WORK TO COMPLETE:
**1.** From the review of the film "After She's Gone," quote the passage starting at "Even though the" and ending at "their daughter’s laughter.".
**2.** According to the review of the film "After She's Gone," what field does June work in?
**3.** Pick up the review of the film "After She's Gone" after its final sentence and keep writing it.
(Beginning of DOCUMENT EXTRACT)
Even though the film questions the choice, there is little doubt that the answer would remain the same for all; that to see their lost loved ones at least one last time. In Richard Mildren’s ‘After She’s Gone’ June and Max grapple with the gaping chasm left in their daughter’s stead. Trying to hold together a marriage that solely survived on her, Cynthia; they are now nothing, but a festering, purulent wound without the cover of their daughter’s laughter.
Within the very first minute, we are made aware that June (Kat Tait) who works in pharmaceuticals wears a subtle competition with her husband Max (Blake La Burniy), for her daughter’s affections. Max who spends most of his time at home with Cynthia (Charlotte Stent) has the unfair advantage of the time to his side. It’s a cold marriage, and the very thing that holds it together is what keeps the war alive as well. While a slew of fight ensues between them, their lives flip over as Cynthia ingests pills that accidentally become accessible to her.
(End of DOCUMENT EXTRACT)
(Beginning of SUPPLIED RECORDS)
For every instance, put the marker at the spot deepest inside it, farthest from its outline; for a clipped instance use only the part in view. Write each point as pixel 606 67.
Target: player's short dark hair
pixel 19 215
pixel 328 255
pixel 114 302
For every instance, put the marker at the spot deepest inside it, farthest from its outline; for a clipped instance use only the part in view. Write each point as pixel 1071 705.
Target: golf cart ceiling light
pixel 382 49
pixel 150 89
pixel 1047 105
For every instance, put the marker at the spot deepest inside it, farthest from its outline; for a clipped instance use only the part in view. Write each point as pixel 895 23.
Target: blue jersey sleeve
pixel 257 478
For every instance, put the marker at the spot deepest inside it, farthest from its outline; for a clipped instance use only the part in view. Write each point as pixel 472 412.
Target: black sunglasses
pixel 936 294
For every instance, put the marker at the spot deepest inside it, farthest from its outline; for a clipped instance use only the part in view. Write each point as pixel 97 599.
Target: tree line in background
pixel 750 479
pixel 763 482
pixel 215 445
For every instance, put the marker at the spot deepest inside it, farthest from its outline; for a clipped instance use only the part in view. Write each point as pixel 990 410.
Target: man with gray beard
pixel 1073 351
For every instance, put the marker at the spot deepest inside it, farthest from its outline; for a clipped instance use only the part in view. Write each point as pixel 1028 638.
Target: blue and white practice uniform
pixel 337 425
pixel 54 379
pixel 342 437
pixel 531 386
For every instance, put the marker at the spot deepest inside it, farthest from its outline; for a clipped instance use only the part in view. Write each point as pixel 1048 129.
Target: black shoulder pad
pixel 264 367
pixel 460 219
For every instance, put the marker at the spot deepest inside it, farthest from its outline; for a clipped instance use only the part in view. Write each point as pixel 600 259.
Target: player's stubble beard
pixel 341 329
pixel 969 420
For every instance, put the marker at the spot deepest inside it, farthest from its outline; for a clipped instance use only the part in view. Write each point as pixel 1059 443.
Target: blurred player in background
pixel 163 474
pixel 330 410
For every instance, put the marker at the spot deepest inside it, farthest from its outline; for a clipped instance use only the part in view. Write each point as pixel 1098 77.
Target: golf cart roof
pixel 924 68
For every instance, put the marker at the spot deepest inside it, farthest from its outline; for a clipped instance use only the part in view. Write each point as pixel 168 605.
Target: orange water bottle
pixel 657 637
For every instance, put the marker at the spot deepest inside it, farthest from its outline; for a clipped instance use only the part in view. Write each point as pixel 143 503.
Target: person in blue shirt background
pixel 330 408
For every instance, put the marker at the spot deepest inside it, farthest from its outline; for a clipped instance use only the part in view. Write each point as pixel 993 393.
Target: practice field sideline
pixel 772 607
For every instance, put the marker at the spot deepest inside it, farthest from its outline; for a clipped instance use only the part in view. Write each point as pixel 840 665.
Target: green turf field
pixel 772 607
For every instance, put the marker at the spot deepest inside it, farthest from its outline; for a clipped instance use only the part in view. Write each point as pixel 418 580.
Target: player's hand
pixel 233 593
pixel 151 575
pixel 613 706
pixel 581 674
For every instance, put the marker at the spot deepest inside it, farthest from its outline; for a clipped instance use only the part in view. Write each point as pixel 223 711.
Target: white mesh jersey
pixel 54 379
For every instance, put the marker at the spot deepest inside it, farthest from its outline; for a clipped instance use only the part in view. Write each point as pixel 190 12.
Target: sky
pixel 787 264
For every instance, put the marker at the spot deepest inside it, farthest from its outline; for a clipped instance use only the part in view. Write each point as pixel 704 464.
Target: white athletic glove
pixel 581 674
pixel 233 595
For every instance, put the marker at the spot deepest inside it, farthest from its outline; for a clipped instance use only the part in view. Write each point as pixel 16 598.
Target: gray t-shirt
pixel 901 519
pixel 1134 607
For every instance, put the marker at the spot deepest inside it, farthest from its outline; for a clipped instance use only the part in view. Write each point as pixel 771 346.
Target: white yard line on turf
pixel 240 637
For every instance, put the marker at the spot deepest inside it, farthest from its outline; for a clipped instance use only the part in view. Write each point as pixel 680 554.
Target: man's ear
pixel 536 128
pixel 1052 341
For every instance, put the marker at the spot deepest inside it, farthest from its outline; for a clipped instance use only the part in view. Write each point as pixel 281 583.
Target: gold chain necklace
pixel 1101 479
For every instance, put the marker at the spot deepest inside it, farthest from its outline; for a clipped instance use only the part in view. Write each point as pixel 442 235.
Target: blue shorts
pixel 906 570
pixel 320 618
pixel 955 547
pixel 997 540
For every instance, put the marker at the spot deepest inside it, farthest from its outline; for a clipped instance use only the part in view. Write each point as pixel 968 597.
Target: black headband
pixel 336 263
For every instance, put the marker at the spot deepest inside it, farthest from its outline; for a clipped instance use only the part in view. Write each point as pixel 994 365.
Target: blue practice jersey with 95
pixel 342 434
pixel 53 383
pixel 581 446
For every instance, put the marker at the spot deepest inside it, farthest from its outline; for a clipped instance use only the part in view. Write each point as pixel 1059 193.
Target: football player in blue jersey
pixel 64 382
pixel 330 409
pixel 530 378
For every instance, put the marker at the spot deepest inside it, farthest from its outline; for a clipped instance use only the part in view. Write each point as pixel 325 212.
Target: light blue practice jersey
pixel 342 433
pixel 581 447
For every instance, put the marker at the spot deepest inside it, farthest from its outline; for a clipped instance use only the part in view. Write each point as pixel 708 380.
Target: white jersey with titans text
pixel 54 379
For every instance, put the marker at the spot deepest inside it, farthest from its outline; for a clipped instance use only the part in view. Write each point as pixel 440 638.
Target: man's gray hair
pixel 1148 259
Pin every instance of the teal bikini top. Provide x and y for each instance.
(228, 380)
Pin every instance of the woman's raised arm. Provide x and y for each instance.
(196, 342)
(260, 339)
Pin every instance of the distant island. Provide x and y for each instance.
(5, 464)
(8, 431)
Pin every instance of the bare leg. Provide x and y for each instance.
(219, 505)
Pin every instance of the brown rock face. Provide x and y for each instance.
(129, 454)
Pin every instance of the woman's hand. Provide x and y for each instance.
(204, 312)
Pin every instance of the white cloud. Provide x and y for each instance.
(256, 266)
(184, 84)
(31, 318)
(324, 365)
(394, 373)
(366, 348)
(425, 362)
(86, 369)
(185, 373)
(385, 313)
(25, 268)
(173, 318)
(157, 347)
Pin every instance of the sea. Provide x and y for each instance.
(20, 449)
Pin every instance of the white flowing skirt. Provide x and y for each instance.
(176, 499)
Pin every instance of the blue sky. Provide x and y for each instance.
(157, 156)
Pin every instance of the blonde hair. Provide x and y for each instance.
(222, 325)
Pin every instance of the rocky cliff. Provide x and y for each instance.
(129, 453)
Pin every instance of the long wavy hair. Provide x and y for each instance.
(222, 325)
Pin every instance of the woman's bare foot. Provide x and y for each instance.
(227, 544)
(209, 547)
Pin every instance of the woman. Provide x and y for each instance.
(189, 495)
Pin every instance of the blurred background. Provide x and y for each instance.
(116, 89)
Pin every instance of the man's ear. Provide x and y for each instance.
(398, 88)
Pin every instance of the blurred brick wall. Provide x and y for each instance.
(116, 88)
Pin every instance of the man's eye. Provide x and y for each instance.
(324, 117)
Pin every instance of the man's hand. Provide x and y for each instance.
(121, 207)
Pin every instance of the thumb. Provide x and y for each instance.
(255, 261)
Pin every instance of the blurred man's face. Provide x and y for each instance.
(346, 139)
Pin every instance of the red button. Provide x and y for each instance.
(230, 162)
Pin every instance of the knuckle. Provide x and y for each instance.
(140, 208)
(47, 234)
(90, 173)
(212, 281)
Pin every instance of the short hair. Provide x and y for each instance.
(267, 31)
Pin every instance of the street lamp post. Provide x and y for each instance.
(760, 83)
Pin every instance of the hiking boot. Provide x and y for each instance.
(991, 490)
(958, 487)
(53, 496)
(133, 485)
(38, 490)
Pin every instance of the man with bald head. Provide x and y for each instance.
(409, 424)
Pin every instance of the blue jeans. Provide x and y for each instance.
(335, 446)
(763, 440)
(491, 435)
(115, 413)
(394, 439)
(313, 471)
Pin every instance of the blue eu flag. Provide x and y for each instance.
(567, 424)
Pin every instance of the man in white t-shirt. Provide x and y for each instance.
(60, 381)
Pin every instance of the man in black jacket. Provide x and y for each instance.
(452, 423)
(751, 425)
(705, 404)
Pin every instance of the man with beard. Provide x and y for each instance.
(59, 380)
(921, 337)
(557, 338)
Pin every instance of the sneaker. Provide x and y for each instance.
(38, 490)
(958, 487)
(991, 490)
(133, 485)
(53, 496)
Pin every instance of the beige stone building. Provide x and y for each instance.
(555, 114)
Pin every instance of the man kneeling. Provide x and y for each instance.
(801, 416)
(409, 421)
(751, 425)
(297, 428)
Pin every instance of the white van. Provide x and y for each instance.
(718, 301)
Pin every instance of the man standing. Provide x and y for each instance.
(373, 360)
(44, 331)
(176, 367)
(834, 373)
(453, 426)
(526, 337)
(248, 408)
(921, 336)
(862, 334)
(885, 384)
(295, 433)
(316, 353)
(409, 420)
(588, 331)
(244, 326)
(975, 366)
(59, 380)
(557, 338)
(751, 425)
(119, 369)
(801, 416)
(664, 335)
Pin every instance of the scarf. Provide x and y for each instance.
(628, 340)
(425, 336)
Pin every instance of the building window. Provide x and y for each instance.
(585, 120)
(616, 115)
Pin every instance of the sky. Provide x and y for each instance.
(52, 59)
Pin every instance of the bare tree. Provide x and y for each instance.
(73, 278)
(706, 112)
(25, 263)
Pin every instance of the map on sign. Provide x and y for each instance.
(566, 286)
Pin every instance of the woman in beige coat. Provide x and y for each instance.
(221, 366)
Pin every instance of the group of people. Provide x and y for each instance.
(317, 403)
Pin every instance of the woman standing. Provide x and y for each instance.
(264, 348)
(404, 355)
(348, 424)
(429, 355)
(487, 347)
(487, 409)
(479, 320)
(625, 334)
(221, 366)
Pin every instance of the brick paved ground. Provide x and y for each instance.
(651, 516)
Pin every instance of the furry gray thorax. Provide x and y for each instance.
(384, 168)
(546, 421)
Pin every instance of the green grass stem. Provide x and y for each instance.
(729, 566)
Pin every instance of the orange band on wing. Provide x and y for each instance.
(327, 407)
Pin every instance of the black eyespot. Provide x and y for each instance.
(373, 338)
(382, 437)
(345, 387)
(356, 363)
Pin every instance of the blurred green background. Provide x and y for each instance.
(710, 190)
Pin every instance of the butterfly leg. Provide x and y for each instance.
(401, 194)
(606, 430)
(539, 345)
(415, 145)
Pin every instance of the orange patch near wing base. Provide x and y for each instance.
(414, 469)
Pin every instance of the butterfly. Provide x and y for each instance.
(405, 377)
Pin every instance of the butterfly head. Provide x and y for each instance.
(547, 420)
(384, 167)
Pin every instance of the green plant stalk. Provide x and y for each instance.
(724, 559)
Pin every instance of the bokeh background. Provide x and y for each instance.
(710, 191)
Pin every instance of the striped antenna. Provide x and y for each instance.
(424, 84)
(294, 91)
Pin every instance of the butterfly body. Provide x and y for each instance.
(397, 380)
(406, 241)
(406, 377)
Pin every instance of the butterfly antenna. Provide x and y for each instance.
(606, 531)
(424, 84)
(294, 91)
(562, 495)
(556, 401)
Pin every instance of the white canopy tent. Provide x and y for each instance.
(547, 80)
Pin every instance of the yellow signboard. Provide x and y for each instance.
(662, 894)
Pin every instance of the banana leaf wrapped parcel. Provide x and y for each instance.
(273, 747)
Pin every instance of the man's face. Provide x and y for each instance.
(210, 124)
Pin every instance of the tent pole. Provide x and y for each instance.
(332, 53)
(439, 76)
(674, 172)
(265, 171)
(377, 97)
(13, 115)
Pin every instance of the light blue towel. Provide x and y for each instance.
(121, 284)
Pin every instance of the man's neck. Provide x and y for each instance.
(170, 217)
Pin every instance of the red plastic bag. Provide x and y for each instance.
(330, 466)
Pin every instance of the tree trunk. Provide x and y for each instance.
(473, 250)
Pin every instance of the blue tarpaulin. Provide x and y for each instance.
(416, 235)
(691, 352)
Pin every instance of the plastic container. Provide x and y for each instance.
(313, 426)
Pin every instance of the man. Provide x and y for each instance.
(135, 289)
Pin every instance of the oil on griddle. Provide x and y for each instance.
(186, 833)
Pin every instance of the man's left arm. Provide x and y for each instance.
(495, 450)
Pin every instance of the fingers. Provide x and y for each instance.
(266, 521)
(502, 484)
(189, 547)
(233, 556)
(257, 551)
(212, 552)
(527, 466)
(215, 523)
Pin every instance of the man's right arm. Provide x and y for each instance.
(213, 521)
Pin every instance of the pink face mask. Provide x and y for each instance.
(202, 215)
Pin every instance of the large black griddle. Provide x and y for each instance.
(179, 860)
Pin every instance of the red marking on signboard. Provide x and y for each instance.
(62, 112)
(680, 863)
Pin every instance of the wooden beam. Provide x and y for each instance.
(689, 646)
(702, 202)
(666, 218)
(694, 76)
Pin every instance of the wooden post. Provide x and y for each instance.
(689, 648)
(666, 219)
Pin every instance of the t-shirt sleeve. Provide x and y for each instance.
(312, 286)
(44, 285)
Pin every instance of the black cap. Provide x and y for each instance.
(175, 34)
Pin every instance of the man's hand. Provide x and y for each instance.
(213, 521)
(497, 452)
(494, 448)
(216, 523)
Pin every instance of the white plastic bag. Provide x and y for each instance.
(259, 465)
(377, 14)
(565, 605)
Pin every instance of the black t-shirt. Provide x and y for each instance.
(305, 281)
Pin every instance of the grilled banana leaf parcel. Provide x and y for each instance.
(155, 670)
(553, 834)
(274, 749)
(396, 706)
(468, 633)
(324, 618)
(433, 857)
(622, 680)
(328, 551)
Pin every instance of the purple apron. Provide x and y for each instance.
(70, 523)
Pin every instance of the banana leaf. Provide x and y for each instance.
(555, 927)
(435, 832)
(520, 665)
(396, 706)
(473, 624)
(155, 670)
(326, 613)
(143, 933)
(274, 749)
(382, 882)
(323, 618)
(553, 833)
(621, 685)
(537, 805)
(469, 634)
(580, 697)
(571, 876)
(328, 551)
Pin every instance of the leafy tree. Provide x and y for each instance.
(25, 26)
(End of SUPPLIED RECORDS)
ANSWERS BELOW:
**1.**
Even though the film questions the choice, there is little doubt that the answer would remain the same for all; that to see their lost loved ones at least one last time. In Richard Mildren’s ‘After She’s Gone’ June and Max grapple with the gaping chasm left in their daughter’s stead. Trying to hold together a marriage that solely survived on her, Cynthia; they are now nothing, but a festering, purulent wound without the cover of their daughter’s laughter.

**2.** June works in pharmaceuticals.

**3.**
In a desperate attempt to see their daughter again, Max takes those very pills that killed her – the Amber pill, manufactured by June’s company. The scene is written well and carries a horrific abruptness to it. But with La Burniy’s loud performance and Tait’s flat one – the yelling doesn’t stop once it has begun and with Tait being toneless, denying us a sense of finality or tragedy, the scene becomes visibly discomforting, as intended.
The camera has a sense of calmness to it until it loses Cynthia. Thereafter it turns into unsteadiness, which although deliberate might seem redundant after a point. Even when Cynthia is alive, ‘After She’s Gone’ uses a green palette to signal the oncoming tragedy. Contrasted with the rosy pinks of Cynthia’s presence, it is a stark reminder of the emptiness in Max and June’s lives.
La Burniy’s charming chemistry with Charlotte Stent’s Cynthia feels authentic, while that with Tait has the appropriate air of sour resentment. Tait portrays her character with a steely fierceness but falls into wooden delivery in the most inopportune of moments. When June does break down, her pain is expressed with an appreciable awkwardness, as though crying is not an oft-used channel here. The botched background score has, however, hijacked the gravity of many a scene throughout the film, and it is disappointingly evident in the manufactured air of its closing sequence. The sincerest performance perhaps comes from Stent; amidst the laugh and giggle-filled screen-time, she pulls off worried eyes and unaffected smiles with a touching maturity, bringing depth to a stock character.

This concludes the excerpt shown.